Текст для чтения:
То есть Кришна однозначно говорит, что Он причина безличного Брахмана. И если люди не хотят развивать отношения с Абсолютом как с личностью, то для них единственное что остается - это медитация на безличный Брахман. Мы очень уважаем таких людей, мы очень уважаем истинных буддистов, таких как Вы. В познании Бога многие шли этим путем, например 4 Кумара. Но это однозначно не наш путь. Почему? Кришна говорит в Бхагават-Гите 12.5

_клешо 'дхикатарас тешам
авйактасакта-четасам
 авйакта хи гатир духкхам
дехавадбхир авапйате_

*"Тем, чей ум сосредоточен на непроявленном, безличном аспекте Всевышнего, очень трудно идти по пути духовного развития. Для воплощенных живых существ каждый шаг на этом пути дается с большим трудом."*

Иными словами в познании Абсолюта мы стараемся не размениваться по мелочам и лишние трудности нам не нужны.

Харе Кришна, Вам Олег Николаевич!

----------


## Викторов Олег Николаевич

> Неоднократно убеждался, что бесполезно общаться со всяческими буддистами и майявади. Они не признают то что у них прямо перед глазами. Вместо этого они отдают предпочтение (иначего говоря, ослеплены) размышлениям о вещах, далеких от реального бытия души, бытия в котором сознание может полностью проявить свои свойства. Они интересуются энергиями, пустотами, сияниями и первоосновами. Никто не спорит, сияние безличного Брахмана существует и пронизывает и материальные и духовные миры. Но желание преданных - "Пожалуйста, удали сияние Своих ослепительных трансцендентных лучей, чтобы я смог увидеть Твою исполненную блаженства форму."
> 
> Вся эта философия о Брахмаджйоти так же есть в нашей традиции. Просто это лишь небольшая ее часть, и с этим, конечно, майавади и буддисты не хотят соглашаться, хотя это тоже лежит прямо на поверхности. 
> 
> Брахмаджйоти подобно чистому золоту, а духовная реальность - формам из этого золота. Материальный мир так же состоит из этого сияния, но здесь живые существа, пытаясь подражать положению Вечного Господа, отождествили себя с временными формами, таким образом смешав "золото" с материальными гунами. Майявади подобны странному человеку, которому показывают различные изделия из золота, но тот предпочитает видеть только материал и говорит: это все просто золото.


Приведите пожалуйста конкретную ссылку из Вед где описуется брахмаджйоти и чем оно отличается от Брахмана.

----------


## Викторов Олег Николаевич

> Цель и разлуки, и мыслей о пустотности вещей - дать объекту обновиться. Но, в разлуке мы обновляем его сами - всё думаем о нём прежнем, вспоминаем, углубляемся мыслями, и он нам раскрывается всё краше; а размышляя о пустотности всего - объект изменяется сам, а мы лишь наблюдаем и принимаем его обновления, мы отпускаем его прежнего, не вспоминая.

Задания:
1: Продублируйте фрагмент текста для чтения, начиная со слов «Приведите пожалуйста конкретную» и заканчивая словами «прежнего, не вспоминая.».
2: Кто в тексте для чтения назван примером тех, кто в познании Бога шел путем безличного Брахмана?
3: Продолжите обсуждение безличного Брахмана сразу после последнего предложения текста для чтения.
Строки никак не связаны с текстом для чтения.

Исходные строки:
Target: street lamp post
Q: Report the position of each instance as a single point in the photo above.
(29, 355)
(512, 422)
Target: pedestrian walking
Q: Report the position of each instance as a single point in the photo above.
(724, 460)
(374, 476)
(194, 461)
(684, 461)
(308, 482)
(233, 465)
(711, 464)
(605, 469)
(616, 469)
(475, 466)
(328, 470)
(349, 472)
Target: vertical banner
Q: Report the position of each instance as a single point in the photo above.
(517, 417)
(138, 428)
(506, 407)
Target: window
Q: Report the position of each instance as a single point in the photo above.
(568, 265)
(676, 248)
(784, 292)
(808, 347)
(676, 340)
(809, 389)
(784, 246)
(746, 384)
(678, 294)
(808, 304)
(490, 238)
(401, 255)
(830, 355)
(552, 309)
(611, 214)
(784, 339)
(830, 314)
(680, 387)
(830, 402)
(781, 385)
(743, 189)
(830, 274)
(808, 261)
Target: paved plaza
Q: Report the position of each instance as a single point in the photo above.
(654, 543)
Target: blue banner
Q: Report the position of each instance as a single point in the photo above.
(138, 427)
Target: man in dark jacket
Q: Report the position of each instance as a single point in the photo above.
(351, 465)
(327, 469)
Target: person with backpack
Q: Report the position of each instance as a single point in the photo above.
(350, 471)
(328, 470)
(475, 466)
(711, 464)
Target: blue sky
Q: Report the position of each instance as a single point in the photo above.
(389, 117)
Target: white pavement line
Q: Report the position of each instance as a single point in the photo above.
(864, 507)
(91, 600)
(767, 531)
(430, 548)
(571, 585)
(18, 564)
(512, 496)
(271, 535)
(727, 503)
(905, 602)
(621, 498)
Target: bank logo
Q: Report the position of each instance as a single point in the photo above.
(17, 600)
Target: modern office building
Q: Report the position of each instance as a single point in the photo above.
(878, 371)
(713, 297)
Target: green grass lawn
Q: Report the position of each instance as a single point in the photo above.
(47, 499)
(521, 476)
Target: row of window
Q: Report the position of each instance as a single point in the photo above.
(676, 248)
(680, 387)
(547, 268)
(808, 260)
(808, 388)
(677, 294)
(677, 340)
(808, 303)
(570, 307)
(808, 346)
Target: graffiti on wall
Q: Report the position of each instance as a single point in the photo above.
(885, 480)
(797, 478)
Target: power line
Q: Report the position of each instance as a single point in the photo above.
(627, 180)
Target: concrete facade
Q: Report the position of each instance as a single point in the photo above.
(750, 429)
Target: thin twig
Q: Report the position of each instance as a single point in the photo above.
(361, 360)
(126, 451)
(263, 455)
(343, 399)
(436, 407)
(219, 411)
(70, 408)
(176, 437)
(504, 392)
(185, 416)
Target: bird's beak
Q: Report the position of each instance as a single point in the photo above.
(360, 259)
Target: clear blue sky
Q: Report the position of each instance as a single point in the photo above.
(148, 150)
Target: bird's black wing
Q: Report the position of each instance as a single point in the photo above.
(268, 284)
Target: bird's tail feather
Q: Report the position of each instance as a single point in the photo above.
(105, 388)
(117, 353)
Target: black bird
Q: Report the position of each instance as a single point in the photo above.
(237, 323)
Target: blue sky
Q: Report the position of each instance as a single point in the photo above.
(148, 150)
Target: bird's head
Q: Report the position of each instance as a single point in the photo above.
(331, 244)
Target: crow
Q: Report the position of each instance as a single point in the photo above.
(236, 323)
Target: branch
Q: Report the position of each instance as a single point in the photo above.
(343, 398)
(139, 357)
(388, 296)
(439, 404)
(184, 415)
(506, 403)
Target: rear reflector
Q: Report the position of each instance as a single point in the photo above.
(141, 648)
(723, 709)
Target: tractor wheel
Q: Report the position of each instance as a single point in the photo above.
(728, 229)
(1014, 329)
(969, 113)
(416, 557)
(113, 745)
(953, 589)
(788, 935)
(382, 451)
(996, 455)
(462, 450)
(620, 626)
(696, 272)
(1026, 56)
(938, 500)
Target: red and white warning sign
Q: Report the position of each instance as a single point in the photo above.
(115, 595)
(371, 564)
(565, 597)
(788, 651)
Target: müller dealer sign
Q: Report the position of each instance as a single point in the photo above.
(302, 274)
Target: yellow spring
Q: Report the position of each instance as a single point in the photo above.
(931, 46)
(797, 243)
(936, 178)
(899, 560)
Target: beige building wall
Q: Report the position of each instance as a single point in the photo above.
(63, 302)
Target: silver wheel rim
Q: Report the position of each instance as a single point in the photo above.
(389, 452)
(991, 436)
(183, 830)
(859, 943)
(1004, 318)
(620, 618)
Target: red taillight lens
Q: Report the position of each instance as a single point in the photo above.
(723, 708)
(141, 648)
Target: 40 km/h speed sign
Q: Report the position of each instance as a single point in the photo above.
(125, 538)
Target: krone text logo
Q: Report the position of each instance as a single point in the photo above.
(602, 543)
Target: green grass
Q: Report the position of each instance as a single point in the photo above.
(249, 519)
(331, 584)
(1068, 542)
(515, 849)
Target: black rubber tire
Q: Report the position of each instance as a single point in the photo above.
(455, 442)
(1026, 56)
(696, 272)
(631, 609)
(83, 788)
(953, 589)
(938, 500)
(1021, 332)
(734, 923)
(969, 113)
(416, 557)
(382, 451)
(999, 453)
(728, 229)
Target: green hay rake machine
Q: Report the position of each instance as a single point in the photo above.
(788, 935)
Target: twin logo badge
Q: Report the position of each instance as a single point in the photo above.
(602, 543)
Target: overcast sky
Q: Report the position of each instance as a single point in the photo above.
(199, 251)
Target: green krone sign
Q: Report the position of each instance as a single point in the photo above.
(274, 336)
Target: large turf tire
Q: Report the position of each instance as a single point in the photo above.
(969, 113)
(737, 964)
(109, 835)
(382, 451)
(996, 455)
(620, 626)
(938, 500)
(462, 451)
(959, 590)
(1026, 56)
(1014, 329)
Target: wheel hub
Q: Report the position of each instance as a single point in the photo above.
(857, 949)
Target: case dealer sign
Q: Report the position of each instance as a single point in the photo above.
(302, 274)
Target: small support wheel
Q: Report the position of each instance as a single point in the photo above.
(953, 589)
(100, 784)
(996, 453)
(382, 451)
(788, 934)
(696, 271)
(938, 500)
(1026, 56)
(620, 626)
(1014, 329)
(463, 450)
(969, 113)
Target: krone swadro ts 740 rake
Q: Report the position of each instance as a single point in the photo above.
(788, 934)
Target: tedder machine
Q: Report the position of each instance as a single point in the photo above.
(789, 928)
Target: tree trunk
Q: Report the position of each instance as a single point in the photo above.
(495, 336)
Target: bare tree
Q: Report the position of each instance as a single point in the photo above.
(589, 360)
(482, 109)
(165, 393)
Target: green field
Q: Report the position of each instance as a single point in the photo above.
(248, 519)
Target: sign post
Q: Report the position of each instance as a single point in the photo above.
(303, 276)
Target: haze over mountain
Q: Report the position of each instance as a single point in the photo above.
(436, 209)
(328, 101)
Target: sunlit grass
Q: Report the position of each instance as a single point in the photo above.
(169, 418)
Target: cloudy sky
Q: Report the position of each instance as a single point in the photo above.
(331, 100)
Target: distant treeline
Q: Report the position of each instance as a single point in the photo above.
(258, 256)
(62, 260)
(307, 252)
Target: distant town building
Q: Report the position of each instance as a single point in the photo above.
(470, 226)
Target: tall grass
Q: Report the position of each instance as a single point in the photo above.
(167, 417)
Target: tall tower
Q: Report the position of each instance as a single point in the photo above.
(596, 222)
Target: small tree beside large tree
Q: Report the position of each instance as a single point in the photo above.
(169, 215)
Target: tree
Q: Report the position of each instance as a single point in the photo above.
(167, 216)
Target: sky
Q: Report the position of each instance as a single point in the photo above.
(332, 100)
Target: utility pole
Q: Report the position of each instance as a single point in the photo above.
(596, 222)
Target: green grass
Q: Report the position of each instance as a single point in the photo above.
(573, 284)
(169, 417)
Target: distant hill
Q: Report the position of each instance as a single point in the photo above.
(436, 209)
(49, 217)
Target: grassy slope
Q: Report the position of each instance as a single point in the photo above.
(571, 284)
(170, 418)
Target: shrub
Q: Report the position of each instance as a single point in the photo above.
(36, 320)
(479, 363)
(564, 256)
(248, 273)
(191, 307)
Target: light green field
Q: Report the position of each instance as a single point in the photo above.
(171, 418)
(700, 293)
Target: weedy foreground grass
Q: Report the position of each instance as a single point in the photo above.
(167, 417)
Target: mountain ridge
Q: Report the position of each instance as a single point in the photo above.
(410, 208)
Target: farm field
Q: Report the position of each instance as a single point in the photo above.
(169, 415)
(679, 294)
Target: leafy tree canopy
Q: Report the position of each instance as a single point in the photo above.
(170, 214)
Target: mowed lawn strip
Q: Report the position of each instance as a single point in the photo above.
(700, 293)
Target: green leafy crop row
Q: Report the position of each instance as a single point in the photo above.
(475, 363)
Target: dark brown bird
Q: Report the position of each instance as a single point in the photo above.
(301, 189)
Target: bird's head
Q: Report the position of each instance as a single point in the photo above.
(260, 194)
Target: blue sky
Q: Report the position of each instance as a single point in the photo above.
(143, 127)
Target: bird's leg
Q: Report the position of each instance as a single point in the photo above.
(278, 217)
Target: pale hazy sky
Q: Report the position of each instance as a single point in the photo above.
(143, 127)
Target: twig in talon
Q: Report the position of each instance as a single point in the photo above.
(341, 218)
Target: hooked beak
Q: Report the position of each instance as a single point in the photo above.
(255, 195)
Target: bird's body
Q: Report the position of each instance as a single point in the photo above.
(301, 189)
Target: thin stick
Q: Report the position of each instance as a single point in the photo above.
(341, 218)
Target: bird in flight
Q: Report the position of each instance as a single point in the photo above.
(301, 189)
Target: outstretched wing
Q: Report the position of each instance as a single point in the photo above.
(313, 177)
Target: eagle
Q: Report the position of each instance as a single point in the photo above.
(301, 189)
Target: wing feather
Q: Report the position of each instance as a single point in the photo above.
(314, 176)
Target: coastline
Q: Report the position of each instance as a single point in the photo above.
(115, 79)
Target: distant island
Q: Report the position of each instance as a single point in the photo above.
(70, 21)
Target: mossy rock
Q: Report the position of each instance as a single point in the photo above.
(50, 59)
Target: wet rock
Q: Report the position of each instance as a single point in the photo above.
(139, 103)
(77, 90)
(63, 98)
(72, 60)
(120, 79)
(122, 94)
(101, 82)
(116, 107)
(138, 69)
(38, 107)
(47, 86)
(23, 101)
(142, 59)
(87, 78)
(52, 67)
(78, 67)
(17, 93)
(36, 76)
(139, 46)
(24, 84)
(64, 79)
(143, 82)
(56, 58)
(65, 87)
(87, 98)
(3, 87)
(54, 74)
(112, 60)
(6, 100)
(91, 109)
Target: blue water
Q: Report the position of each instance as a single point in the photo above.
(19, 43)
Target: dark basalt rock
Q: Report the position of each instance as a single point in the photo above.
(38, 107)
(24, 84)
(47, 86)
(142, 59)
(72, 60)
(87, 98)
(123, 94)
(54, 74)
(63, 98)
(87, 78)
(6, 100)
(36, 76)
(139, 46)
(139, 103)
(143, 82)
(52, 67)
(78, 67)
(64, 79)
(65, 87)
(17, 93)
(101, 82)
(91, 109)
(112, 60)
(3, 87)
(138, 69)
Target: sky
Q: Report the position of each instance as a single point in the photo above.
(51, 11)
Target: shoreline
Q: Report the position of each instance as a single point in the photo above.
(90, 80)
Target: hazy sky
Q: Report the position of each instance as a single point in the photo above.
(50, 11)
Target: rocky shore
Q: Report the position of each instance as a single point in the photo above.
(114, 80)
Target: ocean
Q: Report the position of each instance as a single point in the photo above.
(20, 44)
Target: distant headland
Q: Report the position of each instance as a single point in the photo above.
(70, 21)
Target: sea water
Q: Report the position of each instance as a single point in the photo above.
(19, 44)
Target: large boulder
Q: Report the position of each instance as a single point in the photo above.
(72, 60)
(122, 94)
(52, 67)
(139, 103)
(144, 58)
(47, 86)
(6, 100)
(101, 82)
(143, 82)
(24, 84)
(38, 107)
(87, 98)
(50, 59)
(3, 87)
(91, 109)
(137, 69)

Ответы:
1:
Приведите пожалуйста конкретную ссылку из Вед где описуется брахмаджйоти и чем оно отличается от Брахмана.

----------


## Викторов Олег Николаевич

> Цель и разлуки, и мыслей о пустотности вещей - дать объекту обновиться. Но, в разлуке мы обновляем его сами - всё думаем о нём прежнем, вспоминаем, углубляемся мыслями, и он нам раскрывается всё краше; а размышляя о пустотности всего - объект изменяется сам, а мы лишь наблюдаем и принимаем его обновления, мы отпускаем его прежнего, не вспоминая.

2: 4 Кумара.

3:
> 
> "Шуньята", как я понял, "пустота" - это полнота потенциалом, потенциальное присутствие у предмета любых качеств (изначально шунья - от корня шУ, "раздаваться, разбухать". Все вещи прямо надувные, так раздулись). "Пустотность всех вещей" - это какими качествами мы наделяем вещи, такие они и проявляют, но вообще все вещи имеют потенциал быть любыми. 
> ____________________________________
> 
> 
> Что-то слишком смахивает на Брахман адвайты. Есть хорошие позитивные описания - сравнения с алмазом и светом, своё достигнутое совершенство так и описывают - "обретение алмазного тела света", "реализация радужного тела".


реализация радужного тела(джалю) и нирвана ни одно и то же.
Пустотность вещей отсутствие их самобытия.Но вообщем вы неплохо высказались по поводу вещей.

----------


## Викторов Олег Николаевич

> Лакшми Нараяна Дас, ранее долгое время практиковал буддизм. Вот что он говорит по поводу буддизма.
> 
> Почему возник буддизм?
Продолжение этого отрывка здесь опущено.